[Begin TEXT SEGMENT]

Tuesday, November 15, 2016

Characters: Motivation and Stakes






Character Series
Part 07: Motivation and Stakes



What are stakes?

Stakes are what is at risk, or the consequences of failure. If nothing is at risk and the hero doesn’t stand to lose anything if they fail, why does the reader care? The stronger and more powerful your stakes feel to the reader, the more they will care. However don’t make the mistake of valuing quantity over quality. The lives of everyone on the planet may seem like a big, cool stake to have—its EVERYONE on the planet, right? But a man trying desperately to save the life of his newborn daughter, or a sister trying to protect her little brother from an abusive, alcoholic mother is going to have far more emotional impact on the reader and thus they will be more invested in the story.

What is motivation?

I have noticed, while giving feedback, quite a few of my fellow writers are confusing motivation and stakes. They are often intrinsically connected. Different sides of the same coin. Take for example the heroine saving her lover. Her MOTIVATION for saving him is that she loves him so much she would die so he could live. What is at STAKE is his life, and her future happiness. However don't be lazy and assume one automatically provides the other.

What if the heroine is saving her lover because he is the only one who knows who killed her daughter? What if she is saving him for the pleasure of killing him herself? What if she is saving him because he has the antidote to the poison that is killing her? As the motivations change, so do the stakes. In every case, she is trying to stop a man from dying. However the WHY alters what she will lose if she fails. He won't just die, she'll lose her only lead in finding her daughter's killer, on having revenge, of saving her own life.


What stakes matter to readers?

[End TEXT SEGMENT]

- [WORK TO DO]
a – How does the post on motivation and stakes define stakes?
b – List each reason the post on motivation and stakes offers in its "What if" questions for why the heroine might be saving her lover.
c – Condense the paragraph of the post on motivation and stakes that begins "I have noticed, while giving feedback" into two or three sentences, keeping its main points.

[Begin DATA EXCERPTS]

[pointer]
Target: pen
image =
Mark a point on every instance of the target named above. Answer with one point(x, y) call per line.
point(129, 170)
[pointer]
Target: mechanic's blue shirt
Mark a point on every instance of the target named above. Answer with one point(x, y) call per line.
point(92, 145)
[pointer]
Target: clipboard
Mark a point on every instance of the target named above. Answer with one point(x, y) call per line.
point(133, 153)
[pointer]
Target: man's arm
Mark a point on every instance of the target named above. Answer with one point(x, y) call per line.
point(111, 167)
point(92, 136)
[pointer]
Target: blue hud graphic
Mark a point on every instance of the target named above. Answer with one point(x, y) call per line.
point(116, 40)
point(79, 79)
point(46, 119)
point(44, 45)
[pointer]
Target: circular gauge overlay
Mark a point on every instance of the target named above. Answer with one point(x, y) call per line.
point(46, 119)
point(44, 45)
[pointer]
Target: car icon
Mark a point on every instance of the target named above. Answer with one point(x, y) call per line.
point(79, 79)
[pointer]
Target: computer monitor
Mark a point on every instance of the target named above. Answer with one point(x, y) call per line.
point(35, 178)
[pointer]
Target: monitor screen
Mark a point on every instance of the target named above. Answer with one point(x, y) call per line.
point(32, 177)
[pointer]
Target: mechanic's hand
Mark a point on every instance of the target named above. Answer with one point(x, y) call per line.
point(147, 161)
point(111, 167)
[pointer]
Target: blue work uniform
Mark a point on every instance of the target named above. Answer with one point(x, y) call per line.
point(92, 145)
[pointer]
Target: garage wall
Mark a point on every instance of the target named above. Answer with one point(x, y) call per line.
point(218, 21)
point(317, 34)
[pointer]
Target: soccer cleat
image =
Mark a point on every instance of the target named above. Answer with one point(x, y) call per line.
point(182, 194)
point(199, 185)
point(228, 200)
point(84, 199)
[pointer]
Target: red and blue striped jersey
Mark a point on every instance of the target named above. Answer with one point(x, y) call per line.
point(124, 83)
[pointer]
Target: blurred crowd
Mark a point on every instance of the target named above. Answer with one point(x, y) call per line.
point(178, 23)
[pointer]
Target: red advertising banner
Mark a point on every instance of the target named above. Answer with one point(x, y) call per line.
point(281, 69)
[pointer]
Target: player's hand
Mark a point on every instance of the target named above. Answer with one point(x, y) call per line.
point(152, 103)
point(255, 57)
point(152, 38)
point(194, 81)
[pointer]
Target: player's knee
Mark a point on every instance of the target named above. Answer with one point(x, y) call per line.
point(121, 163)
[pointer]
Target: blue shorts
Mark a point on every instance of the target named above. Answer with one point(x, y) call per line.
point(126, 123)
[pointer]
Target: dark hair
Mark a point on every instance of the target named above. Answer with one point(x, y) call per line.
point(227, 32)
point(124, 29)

[End DATA EXCERPTS]
[Begin DATA EXCERPTS]

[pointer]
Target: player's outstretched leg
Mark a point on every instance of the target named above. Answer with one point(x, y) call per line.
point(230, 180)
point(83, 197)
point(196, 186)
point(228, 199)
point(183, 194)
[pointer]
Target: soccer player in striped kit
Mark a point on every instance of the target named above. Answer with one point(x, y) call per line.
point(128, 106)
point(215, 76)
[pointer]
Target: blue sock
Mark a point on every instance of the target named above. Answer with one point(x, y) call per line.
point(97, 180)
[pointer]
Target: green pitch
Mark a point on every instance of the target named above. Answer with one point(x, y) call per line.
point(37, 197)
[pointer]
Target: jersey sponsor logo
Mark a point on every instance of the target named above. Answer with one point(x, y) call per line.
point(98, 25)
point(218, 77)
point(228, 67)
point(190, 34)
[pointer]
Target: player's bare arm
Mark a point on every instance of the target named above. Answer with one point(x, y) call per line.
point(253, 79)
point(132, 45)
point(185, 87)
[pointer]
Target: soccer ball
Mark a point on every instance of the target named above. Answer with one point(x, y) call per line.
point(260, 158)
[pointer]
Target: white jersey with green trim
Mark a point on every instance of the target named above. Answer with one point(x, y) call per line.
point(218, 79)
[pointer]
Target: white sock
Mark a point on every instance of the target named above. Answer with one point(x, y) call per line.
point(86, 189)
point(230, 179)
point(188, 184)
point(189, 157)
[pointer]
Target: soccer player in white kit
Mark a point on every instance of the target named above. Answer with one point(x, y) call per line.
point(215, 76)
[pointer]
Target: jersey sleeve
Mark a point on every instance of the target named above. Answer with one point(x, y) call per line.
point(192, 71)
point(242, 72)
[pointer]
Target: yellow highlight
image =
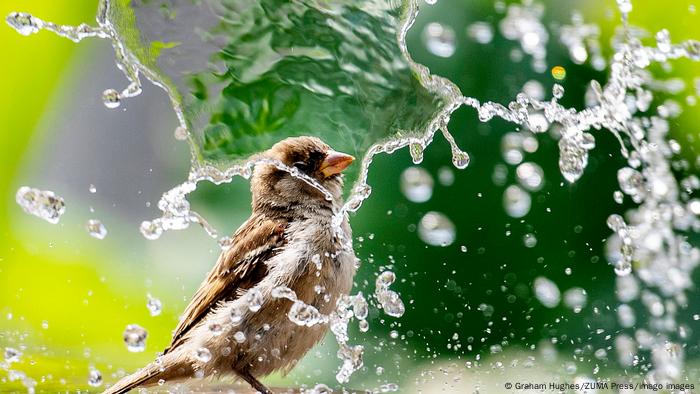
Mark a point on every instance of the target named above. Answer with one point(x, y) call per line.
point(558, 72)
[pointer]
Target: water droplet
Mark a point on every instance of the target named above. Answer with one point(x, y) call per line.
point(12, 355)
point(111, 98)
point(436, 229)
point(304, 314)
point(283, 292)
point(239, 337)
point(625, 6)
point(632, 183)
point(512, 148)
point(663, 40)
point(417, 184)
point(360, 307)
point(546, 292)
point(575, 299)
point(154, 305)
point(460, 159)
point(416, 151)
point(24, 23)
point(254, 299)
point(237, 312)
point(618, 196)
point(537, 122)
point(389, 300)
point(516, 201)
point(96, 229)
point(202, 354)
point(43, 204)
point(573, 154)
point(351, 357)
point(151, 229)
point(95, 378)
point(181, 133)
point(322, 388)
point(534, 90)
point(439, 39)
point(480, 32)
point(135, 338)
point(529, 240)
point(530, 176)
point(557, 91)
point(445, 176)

[End DATA EXCERPTS]

- [EXPECTED RESPONSES]
a – Stakes are what is at risk, or the consequences of failure.

b –
- He is the only one who knows who killed her daughter.
- She wants the pleasure of killing him herself.
- He has the antidote to the poison that is killing her.

c – Many writers confuse motivation and stakes, which are closely connected, like two sides of the same coin. When a heroine saves her lover, her motivation is her love for him, and the stakes are his life and her future happiness. Writers shouldn't assume that one automatically provides the other.